### GIVEN INSTRUCTION:
Copy the data below exactly, omitting any picture it contains.

### RECORD LIST:
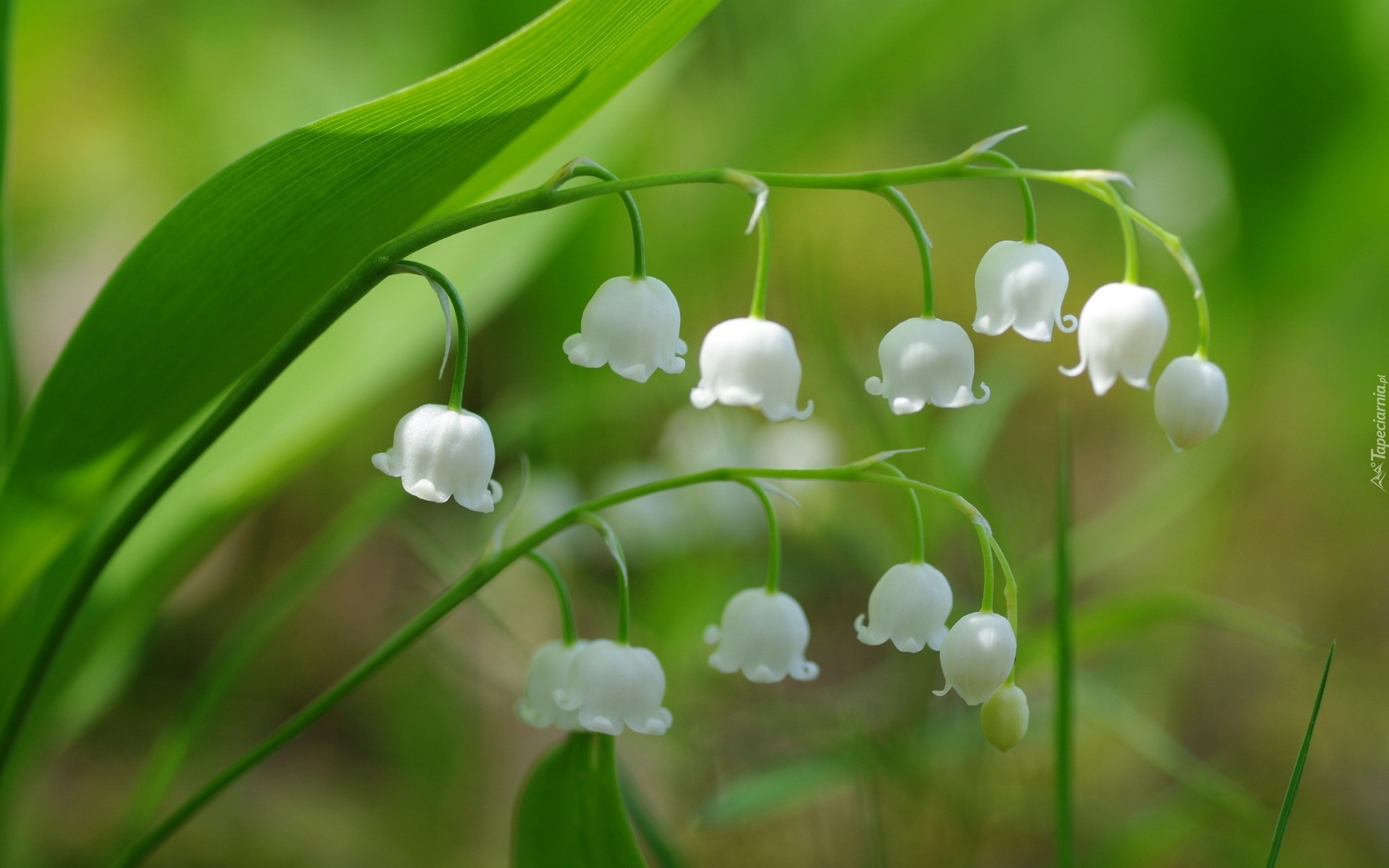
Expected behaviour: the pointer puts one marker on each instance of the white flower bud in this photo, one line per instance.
(548, 676)
(632, 326)
(750, 363)
(1005, 717)
(1021, 285)
(764, 635)
(1191, 400)
(925, 362)
(910, 606)
(977, 656)
(611, 685)
(1123, 328)
(442, 453)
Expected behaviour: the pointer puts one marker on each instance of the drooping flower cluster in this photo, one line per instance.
(600, 686)
(632, 326)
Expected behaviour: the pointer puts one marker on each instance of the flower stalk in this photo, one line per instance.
(919, 232)
(449, 296)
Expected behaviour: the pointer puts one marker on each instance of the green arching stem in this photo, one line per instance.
(561, 593)
(764, 265)
(1174, 247)
(449, 292)
(773, 535)
(928, 292)
(371, 271)
(624, 590)
(919, 546)
(985, 538)
(486, 570)
(1029, 210)
(1129, 235)
(588, 169)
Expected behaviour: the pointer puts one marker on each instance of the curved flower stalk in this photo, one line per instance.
(764, 635)
(613, 686)
(750, 363)
(441, 453)
(631, 326)
(909, 606)
(977, 656)
(763, 631)
(549, 677)
(1191, 400)
(1123, 328)
(925, 362)
(1020, 286)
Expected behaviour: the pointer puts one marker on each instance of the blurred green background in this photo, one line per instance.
(1207, 582)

### ANSWER TO THIS TASK:
Expected behaviour: the pointer puts one marker on each instance of the white flower bud in this photo, one line per instance.
(548, 676)
(632, 326)
(750, 363)
(1005, 717)
(1021, 285)
(764, 635)
(1191, 400)
(925, 362)
(910, 606)
(977, 656)
(611, 685)
(1123, 328)
(442, 453)
Expected behaviour: the pointer puts one marker on each instance of the drooping flower cluster in this photo, one line per instance.
(600, 686)
(632, 326)
Expected behaviour: the pointer puts one marker on each instance of the flower stalk in this photo, one line per instance.
(919, 232)
(449, 296)
Expected behaviour: the pointer puts one marker on each instance of the green arching stem in this photo, one line per instance.
(561, 593)
(764, 265)
(1174, 247)
(449, 292)
(773, 535)
(928, 292)
(371, 271)
(624, 590)
(919, 546)
(985, 538)
(486, 570)
(1029, 210)
(1129, 235)
(588, 169)
Expected behaviour: the pointer puts one marker on each instance of the curved flower stalk in this photo, one line per instance.
(764, 635)
(613, 686)
(750, 363)
(441, 453)
(631, 326)
(909, 606)
(977, 656)
(763, 631)
(549, 677)
(1191, 400)
(1123, 328)
(925, 362)
(1020, 286)
Expected behaviour: the pointer puts one marker on each instance of the blurred green background in this photo, one line per instance.
(1207, 582)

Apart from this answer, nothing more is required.